**Fragment dokumentu**
====

Z kolei pozostałe 25 proc. aktywów OFE ma trafić do Funduszu Rezerwy Demograficznej. To pieniądze z lokat, akcje zagranicznych firm i obligacje, których przejęcie przez FRD raczej nie wpłynie na sytuację na rynku kapitałowym.
Z punktu widzenia ubezpieczonego i członka OFE zmiany będą wyglądały w ten sposób, że ta część jego oszczędności z OFE, która trafi do III filara, zostanie zamieniona na jednostki uczestnictwa w funduszu inwestycyjnym. Ale wszystko wskazuje na to, że ubezpieczony nie będzie mógł ich wycofać przed osiągnięciem wieku emerytalnego.

====

**Zawartość zbioru danych**
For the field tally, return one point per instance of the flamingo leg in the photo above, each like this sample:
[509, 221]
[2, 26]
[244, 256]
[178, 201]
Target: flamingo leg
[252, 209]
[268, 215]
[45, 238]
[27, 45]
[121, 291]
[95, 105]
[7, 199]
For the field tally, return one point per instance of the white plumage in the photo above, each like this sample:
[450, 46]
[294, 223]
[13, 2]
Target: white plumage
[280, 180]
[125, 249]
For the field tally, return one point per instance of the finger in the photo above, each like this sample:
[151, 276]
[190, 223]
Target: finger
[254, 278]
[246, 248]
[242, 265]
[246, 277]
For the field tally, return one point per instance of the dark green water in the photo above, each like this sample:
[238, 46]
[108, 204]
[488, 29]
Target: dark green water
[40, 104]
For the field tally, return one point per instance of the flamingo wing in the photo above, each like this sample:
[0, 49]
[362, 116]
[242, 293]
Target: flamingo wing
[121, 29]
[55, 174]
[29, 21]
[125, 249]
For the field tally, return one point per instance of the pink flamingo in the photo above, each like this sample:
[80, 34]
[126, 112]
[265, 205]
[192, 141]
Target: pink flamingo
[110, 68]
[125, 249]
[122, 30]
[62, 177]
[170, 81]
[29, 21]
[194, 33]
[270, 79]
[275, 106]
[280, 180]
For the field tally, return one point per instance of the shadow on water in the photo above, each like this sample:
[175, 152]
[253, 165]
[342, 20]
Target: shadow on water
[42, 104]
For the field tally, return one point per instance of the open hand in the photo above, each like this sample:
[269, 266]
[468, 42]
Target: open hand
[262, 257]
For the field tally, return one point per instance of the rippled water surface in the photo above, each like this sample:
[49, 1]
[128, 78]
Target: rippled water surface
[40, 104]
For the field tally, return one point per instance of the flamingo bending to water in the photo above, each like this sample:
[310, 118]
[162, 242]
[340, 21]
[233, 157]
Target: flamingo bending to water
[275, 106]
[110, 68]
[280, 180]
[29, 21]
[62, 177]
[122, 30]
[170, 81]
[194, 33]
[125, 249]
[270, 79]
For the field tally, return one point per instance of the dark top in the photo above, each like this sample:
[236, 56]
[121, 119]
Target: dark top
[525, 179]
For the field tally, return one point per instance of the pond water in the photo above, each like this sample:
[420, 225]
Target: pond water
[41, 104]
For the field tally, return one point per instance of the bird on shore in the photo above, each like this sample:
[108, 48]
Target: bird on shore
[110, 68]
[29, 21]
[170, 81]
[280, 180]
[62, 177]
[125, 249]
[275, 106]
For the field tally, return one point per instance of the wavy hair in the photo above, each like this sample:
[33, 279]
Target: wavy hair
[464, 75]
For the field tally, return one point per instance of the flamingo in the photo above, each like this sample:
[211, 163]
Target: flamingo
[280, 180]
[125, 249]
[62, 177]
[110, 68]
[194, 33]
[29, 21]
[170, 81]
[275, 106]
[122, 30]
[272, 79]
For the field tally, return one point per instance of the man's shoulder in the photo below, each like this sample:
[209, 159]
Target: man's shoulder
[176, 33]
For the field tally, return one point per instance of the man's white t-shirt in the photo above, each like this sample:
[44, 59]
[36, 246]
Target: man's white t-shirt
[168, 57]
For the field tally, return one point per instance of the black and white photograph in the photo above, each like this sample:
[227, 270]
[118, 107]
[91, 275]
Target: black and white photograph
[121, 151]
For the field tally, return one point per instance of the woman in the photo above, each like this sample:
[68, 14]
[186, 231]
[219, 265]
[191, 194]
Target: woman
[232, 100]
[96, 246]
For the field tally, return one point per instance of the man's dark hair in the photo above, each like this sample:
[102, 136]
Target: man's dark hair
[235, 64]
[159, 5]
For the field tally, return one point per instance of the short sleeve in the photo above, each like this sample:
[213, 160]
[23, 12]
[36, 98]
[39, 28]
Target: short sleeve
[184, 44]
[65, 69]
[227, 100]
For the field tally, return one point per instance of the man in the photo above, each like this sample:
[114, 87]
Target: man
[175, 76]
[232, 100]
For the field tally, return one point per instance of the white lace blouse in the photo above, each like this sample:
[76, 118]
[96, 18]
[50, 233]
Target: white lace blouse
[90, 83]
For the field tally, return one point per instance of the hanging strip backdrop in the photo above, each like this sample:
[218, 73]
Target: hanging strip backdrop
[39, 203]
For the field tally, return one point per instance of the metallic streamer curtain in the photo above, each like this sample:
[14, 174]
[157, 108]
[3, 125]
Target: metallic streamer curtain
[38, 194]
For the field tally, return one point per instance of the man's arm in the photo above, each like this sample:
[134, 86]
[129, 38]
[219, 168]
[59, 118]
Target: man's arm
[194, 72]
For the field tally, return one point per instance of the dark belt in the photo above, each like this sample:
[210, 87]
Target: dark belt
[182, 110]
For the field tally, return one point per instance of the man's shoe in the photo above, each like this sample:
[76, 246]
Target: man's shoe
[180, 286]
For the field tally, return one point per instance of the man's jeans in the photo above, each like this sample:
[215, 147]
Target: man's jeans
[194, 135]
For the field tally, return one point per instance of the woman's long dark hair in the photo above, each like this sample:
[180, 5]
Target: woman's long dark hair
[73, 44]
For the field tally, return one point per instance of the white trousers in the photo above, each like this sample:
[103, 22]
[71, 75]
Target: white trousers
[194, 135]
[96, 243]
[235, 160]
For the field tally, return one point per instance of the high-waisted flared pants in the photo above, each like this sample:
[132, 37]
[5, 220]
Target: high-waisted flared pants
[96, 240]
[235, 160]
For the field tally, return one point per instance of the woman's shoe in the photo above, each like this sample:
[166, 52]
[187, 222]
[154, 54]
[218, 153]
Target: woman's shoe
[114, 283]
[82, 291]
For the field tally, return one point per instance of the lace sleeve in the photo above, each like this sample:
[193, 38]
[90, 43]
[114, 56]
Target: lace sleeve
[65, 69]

====

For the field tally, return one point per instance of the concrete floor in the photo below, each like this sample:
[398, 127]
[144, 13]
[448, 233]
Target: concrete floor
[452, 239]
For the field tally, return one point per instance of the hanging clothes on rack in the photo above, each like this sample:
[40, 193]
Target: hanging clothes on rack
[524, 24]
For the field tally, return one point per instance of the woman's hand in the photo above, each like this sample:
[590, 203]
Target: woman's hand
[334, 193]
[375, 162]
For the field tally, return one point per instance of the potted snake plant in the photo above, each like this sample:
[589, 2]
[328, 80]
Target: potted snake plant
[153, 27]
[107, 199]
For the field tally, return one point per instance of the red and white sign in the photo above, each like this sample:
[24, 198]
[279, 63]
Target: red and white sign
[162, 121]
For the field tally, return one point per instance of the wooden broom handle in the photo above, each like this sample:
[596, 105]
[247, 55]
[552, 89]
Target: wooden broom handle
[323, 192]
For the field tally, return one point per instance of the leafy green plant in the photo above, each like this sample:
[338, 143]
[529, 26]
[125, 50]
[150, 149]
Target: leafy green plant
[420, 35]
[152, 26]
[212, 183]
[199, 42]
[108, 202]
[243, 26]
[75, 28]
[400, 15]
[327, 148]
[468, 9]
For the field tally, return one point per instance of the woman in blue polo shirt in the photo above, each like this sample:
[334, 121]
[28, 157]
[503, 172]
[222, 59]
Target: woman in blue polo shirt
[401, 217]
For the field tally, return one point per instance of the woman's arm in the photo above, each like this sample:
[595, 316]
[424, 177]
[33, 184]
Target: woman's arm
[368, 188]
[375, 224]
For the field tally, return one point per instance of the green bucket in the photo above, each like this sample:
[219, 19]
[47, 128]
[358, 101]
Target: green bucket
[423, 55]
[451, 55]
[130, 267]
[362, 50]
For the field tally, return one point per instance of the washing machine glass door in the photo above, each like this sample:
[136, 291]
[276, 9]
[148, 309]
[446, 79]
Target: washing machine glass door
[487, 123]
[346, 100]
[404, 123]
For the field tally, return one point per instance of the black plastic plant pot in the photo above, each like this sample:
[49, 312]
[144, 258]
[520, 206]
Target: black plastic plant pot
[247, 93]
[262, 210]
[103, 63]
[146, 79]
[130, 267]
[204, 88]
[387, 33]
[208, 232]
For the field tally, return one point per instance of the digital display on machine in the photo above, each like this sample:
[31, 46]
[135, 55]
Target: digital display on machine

====

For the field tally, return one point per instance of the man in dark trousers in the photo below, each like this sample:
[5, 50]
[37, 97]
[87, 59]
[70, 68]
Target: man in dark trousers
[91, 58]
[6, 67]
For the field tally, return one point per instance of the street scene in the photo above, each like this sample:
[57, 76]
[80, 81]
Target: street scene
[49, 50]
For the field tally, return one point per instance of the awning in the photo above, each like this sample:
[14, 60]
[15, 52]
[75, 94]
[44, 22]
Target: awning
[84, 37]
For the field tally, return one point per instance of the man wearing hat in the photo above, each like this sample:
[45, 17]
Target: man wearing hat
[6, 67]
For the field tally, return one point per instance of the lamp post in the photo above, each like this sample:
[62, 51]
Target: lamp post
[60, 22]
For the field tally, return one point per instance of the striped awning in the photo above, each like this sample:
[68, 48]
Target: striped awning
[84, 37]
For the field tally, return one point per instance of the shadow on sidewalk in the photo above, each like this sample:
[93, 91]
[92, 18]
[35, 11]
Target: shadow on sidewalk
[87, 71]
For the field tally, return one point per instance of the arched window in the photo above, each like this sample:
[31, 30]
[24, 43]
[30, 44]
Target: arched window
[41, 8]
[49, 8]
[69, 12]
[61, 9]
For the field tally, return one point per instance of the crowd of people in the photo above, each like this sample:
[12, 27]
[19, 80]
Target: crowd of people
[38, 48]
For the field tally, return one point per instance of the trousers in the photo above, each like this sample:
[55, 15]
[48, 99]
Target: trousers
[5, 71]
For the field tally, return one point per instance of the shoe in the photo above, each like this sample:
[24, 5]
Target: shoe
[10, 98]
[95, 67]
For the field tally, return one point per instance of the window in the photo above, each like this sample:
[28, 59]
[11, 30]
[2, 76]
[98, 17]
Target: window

====

**Cel zadania**
Proszę przytoczyć w całości, bez jakichkolwiek zmian, zamieszczony powyżej fragment dokumentu o przekazaniu aktywów OFE.

**Odpowiedź poniżej**
Z kolei pozostałe 25 proc. aktywów OFE ma trafić do Funduszu Rezerwy Demograficznej. To pieniądze z lokat, akcje zagranicznych firm i obligacje, których przejęcie przez FRD raczej nie wpłynie na sytuację na rynku kapitałowym.
Z punktu widzenia ubezpieczonego i członka OFE zmiany będą wyglądały w ten sposób, że ta część jego oszczędności z OFE, która trafi do III filara, zostanie zamieniona na jednostki uczestnictwa w funduszu inwestycyjnym. Ale wszystko wskazuje na to, że ubezpieczony nie będzie mógł ich wycofać przed osiągnięciem wieku emerytalnego.